Into the shoes of James Cameron -"The Art of James Cameron" has reached Cannes

Enzo Ghico and Carlo Chatrian, the president and the director of the National Museum of Cinema in Torino were saying in May: "Our city has a very cosmopolitan touch due to the internatuonal events we are hosting like "The art of James Cameron". This exhibition has not only attracted a record number of international visitors but has also attracted the international press promoting the city worldwide."

 
And now this great exhibition has arrived to the French Riviera, and to the hub of the cinema, the city of Cannes. And so the famous Palais des Festivals, where annualy are taking place the Festival de Cannes and many other events related to the film industry, has opened its doors on July 17 for the official opening of the exhibit in presence of the lord mayor David Lisnard, Jean-Michel Arnaud, the president of the Palais des Festivals et des Congres, and the curator Kim Butts from the Avatar Alliance Foundation.
 
While the main actor, James Cameron was missing, he had a good excuse.
 
"He is apologising for not been here today, he works on Avatar 3" commented Kim Butts. She was also the one who came up wirh the idea to put together the exhibition while Cameron was rather thinking there might not be enough artefacts to present an exhibition to the world.
 
David Lisnard brought up the news that Cannes is planing to open its own museum of cinema, quite amazing news!
 
When James Cameron unleashed his first feature film, The Terminator, in 1984, it announced the arrival of a unique talent who would disrupt the cinematic status quo for years to come. In the decades that followed, the methodical, exacting filmmaker would direct a series of blockbusters that not only dominated the box office but also weaved their way deep into the fabric of our pop culture. Although these films would each be renowned for bleeding edge visual effects that pushed beyond the limits of what audiences believed possible, Cameron’s ideas first found life in a much simpler arena: the pages of his childhood sketchbooks.
________
*Brief 1*. Pick out each line in the entries that contains the word "hand", and copy those lines.
The article on the Cameron exhibition and the entries have nothing to do with each other.
________
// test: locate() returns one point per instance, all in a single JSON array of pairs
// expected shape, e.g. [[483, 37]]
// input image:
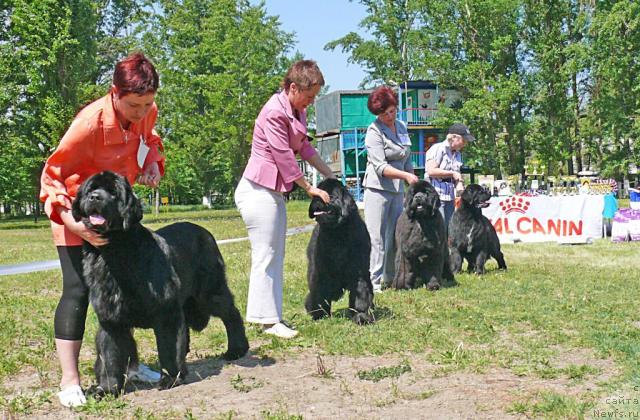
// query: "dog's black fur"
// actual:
[[471, 235], [422, 256], [338, 254], [169, 280]]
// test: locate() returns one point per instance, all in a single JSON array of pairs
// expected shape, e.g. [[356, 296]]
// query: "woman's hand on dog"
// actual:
[[410, 178], [317, 192]]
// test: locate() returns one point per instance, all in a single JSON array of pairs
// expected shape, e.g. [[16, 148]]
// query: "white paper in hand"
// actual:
[[143, 151]]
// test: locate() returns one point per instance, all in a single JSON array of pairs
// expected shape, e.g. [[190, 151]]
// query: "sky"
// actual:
[[315, 23]]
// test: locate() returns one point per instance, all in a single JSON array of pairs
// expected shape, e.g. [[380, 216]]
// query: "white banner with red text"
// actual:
[[562, 219]]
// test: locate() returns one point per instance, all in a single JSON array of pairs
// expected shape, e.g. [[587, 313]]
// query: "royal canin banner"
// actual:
[[562, 219]]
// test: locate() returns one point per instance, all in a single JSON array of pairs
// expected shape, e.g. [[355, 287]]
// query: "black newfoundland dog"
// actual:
[[422, 256], [170, 280], [471, 235], [338, 254]]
________
*Brief 2*. Please write out the section of the article on the Cameron exhibition starting at "While the main" and ending at "quite amazing news!".

*Right answer 1*.
// query: "woman's hand on dog"
// query: "white paper in hand"

*Right answer 2*.
While the main actor, James Cameron was missing, he had a good excuse.
 
"He is apologising for not been here today, he works on Avatar 3" commented Kim Butts. She was also the one who came up wirh the idea to put together the exhibition while Cameron was rather thinking there might not be enough artefacts to present an exhibition to the world.
 
David Lisnard brought up the news that Cannes is planing to open its own museum of cinema, quite amazing news!